> _ARBEITSAUFTRÄGE_
- a) Beantworte bitte anhand des Nachrufs auf Boris Pahor die folgenden Fragen:
(i) In welchem Jahr wurde Pahor in Triest geboren?
(ii) Wo hatte er Deutsch gelernt?
(iii) Wohin wurde er 1940 von der italienischen Armee verlegt?
- b) Bearbeite den Abschnitt des Nachrufs auf Boris Pahor, der bei „Boris Pahor: Schrifsteller“ beginnt und bei „Kroaten lebten hier.“ endet. Ersetze darin „Hafenstadt“ durch „Küstenstadt“, und gib den ganzen Abschnitt wieder.

> _LESETEXT_
___
Nachruf auf Boris Pahor: Unterkriegen konnten sie ihn nicht

Er konnte Zeugnis von einem ganzen Jahrhundert ablegen. Der Schriftsteller und KZ-Überlebende Boris Pahor ist in Triest mit 108 Jahren gestorben.

Porträt von Boris Pahor

Boris Pahor: Schrifsteller und Überlebender des Holocaust Foto: Domen Grögl

Als Boris Pahor 1913 in Triest geboren wurde, gehörte die Hafenstadt an der nördlichen Adria noch zum Habsburgerreich. Und Pahor zur slowenischen Minderheit, die sich zu diesem Zeitpunkt noch gar nicht als solche begriff. Triest war eine Vielvölkerstadt: Slowenen, Italiener, Deutsche, Serben, Kroaten lebten hier.

Wenig später wurde die Stadt Italien zugesprochen und als im Jahr 1920 Faschisten den „Narodni Dom“, das slowenische Kulturzentrum, in Brand steckten, sah Pahor als kleiner Junge, wie sie die Feuerwehrschläuche zerschnitten, damit er auch ja nicht gelöscht werden konnte.

Nur wenig später, unter Mussolini, durfte er seine Sprache nicht mehr in der Schule sprechen. „Am Anfang war der Faschismus“ sagte er später im taz-Interview, da war er bereits 105 Jahre alt und empfing in seinem Haus im Triester Vorort Prosecco, oben in den Bergen über der Stadt, mit Blick auf den Golf.

Er konnte auch deutsch sprechen, wenn auch „nur für die Reise“, wie er sagte. Er hatte es im KZ gelernt. Gehen konnte er zu diesem Zeitpunkt schon nicht mehr, er war so klein und leicht, dass seine Pflegerin ihn tragen konnte. Geistig aber war er noch immer ein Schwergewicht, auf Fragen antwortete er im Rahmen von minutenlangen, komplexen Stehgreifreferaten – zu diesem Zeitpunkt galt er längst als wichtigster Repräsentant der slowenischen Gegenwartsliteratur.

Teil der slowenischen Befreiungsbewegung

Er konnte Zeugnis von einem ganzen Jahrhundert ablegen. Nach dem Theologiestudium wurde er von der italienischen Armee eingezogen und 1940 nach Libyen verlegt, wo er gegen die Engländer kämpfen musste. Danach dolmetschte er für gefangengenommene jugoslawische Offiziere am Gardasee. Erst nach dem Zusammenbruch des faschistischen Italiens 1943 kehrte er nach Triest zurück und schloss sich der slowenischen Befreiungsbewegung an, in der Kommunisten und Katholiken gemeinsam gegen den Faschismus kämpften.
___
> _VORLIEGENDES MATERIAL_
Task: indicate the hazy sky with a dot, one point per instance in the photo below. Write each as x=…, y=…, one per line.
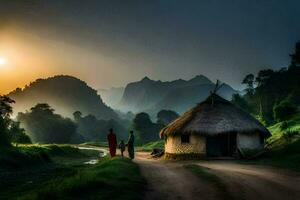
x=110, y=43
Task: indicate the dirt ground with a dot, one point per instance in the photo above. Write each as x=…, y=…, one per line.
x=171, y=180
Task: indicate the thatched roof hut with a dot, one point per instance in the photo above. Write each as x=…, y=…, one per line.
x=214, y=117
___
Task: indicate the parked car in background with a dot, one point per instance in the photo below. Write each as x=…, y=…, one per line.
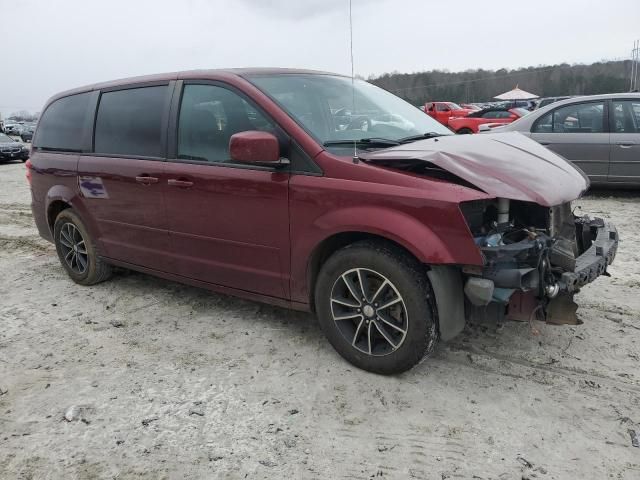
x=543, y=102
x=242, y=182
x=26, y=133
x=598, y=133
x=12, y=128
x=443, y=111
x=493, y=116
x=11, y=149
___
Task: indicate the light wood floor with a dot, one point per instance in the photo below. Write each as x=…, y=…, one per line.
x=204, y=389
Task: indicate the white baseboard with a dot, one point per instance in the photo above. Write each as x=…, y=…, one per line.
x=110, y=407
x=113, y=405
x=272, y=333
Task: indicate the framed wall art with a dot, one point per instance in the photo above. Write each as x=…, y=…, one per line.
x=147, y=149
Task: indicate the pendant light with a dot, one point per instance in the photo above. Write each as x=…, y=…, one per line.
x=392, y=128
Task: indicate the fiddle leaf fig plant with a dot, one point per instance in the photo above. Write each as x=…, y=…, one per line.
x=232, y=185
___
> _ERWARTETE ERGEBNISSE_
- a)
(i) 1913
(ii) Im KZ
(iii) Nach Libyen

- b)
Boris Pahor: Schrifsteller und Überlebender des Holocaust Foto: Domen Grögl

Als Boris Pahor 1913 in Triest geboren wurde, gehörte die Küstenstadt an der nördlichen Adria noch zum Habsburgerreich. Und Pahor zur slowenischen Minderheit, die sich zu diesem Zeitpunkt noch gar nicht als solche begriff. Triest war eine Vielvölkerstadt: Slowenen, Italiener, Deutsche, Serben, Kroaten lebten hier.